Photo-based referring expression data:

^^^^

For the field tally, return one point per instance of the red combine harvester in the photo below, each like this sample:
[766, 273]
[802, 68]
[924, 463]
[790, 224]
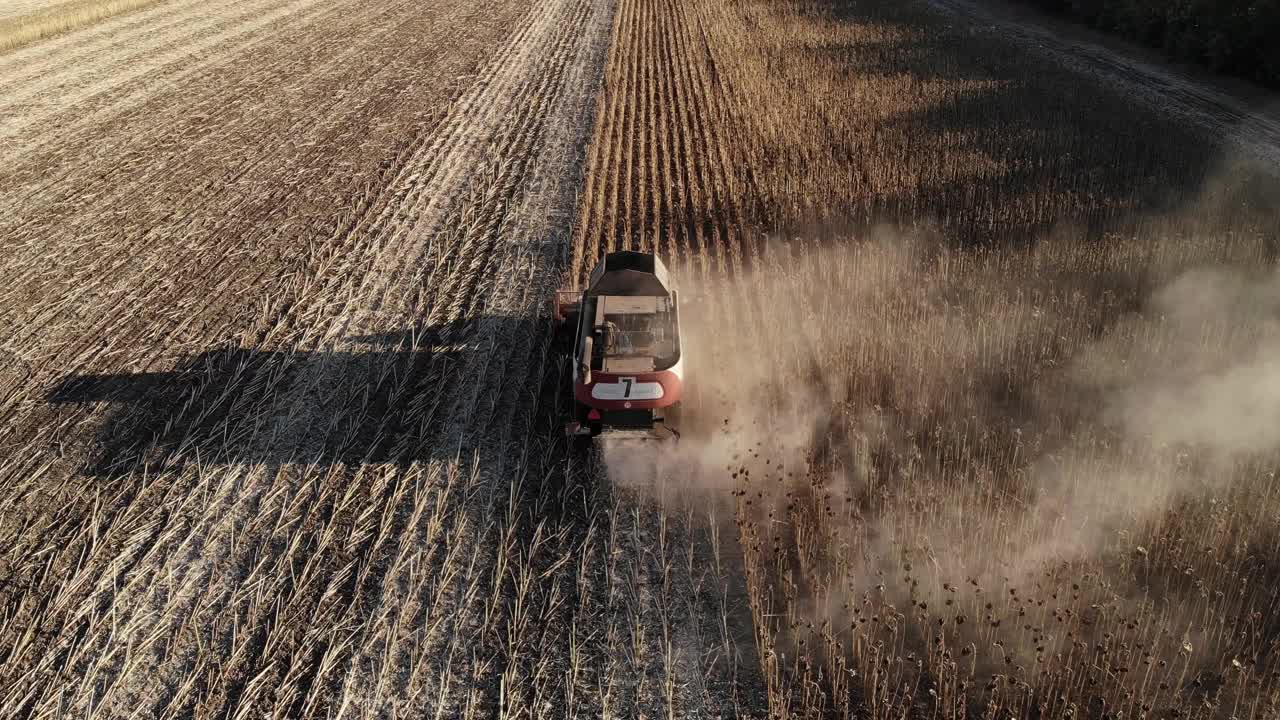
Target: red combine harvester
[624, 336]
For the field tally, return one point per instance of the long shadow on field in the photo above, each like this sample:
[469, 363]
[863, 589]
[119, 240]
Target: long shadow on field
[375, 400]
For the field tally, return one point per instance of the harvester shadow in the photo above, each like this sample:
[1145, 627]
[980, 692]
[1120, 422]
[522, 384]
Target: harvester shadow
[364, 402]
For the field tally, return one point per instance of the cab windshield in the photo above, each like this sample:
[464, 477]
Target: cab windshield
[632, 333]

^^^^

Exercise description:
Exclude the pictures and reproduce every entry exactly.

Written answer:
For the field tally, return one point per instance of the red combine harvester in the photo below, each like this sample:
[766, 273]
[802, 68]
[924, 463]
[790, 224]
Target: red combine harvester
[624, 336]
For the field tally, return one point per instance of the long shadow on field in the photo above, each like this sample:
[469, 363]
[863, 589]
[119, 240]
Target: long shadow on field
[375, 400]
For the field tally, return one point per instance of the harvester shadow in the photo above, each like this sample:
[1145, 627]
[980, 692]
[1120, 422]
[522, 384]
Target: harvester shadow
[364, 402]
For the field tally, return one point per instance of the cab windshield in the photo above, each like this sample:
[464, 477]
Target: cab windshield
[632, 333]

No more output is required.